• What the task asks: In the text on users and their media, which texture type is used when a user is spawned?
— BEGIN Text section —
The User and their UserMedia

Every participant in our Daily video call has a User instance associated with it. A user has two possible texture types: a default texture and a video texture. In PixiJS, a texture is one of the main resources which can be displayed on the screen. It is an image associated with a sprite, defining what our sprite looks like in the world. A texture can be created from various types of backing resources: an image, a video, or even an HTML5 canvas.

A sprite is one of the most basic renderable objects in PixiJS. A sprite contains all the data associated with displaying an object in the world: such as a texture, a position, a size, and any other relevant display states.

Video texture tile on the left and default texture tile with a smiling emoji on the right
Video texture tile vs default texture tile

When a user is spawned, we use the default texture. We want to toggle this to a video texture in the following cases:

  • We have a video track, the user is a local user, and the user is in our global zone (the one we traverse in).
  • We have a video track and the user is in close enough proximity to the local user.
— END Text section —
— BEGIN Listing —
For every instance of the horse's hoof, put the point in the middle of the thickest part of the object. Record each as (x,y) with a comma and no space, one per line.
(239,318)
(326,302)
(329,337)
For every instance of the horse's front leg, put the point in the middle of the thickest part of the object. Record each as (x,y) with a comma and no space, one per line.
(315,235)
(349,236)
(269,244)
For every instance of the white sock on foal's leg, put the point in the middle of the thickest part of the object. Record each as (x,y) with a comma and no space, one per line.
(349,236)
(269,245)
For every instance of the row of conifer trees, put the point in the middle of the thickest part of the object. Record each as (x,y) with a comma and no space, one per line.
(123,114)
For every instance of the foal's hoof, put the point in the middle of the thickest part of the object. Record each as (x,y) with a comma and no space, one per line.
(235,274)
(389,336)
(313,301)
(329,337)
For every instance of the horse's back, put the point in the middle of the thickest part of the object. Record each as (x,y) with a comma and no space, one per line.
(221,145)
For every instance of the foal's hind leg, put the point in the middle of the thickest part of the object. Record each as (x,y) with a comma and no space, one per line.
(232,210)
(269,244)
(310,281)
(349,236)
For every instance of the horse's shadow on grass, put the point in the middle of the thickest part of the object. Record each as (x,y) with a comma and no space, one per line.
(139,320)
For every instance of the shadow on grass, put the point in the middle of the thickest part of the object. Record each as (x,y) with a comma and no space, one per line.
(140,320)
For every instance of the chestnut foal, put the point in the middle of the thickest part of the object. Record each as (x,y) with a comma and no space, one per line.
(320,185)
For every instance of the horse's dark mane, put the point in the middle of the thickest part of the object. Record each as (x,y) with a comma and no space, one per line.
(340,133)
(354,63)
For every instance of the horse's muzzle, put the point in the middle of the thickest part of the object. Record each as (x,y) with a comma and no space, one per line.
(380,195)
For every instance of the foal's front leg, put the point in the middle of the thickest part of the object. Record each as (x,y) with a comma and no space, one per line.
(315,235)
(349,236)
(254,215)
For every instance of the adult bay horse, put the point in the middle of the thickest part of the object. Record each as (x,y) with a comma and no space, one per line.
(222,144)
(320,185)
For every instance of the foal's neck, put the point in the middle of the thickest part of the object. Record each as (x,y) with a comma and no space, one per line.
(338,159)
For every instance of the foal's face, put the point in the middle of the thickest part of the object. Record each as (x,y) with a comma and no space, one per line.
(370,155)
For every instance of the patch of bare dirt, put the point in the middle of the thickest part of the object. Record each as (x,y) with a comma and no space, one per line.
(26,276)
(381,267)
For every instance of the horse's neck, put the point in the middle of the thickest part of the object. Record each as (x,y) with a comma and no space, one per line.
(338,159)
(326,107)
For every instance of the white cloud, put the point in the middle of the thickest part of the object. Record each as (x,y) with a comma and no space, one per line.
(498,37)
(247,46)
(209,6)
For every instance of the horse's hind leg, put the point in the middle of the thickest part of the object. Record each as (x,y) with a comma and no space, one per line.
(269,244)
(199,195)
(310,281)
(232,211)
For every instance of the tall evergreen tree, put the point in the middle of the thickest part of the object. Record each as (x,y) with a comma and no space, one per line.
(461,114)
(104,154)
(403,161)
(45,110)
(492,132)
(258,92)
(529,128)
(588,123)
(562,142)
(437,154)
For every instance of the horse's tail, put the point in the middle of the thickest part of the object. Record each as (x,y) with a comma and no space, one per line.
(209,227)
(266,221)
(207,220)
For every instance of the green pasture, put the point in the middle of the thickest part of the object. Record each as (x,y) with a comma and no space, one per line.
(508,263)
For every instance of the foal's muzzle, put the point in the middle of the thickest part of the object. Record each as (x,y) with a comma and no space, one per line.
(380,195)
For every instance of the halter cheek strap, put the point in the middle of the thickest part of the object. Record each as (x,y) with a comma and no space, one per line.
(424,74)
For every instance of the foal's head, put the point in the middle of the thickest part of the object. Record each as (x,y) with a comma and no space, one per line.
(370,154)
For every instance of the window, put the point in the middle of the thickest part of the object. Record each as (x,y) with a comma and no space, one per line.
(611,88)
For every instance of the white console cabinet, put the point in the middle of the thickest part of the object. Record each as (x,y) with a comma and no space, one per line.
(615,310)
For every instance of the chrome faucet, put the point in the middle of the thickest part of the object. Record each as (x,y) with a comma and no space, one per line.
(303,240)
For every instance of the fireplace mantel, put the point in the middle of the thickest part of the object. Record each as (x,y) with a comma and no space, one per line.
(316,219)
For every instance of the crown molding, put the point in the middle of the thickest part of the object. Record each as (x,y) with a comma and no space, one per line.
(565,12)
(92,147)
— END Listing —
• Full output: The default texture.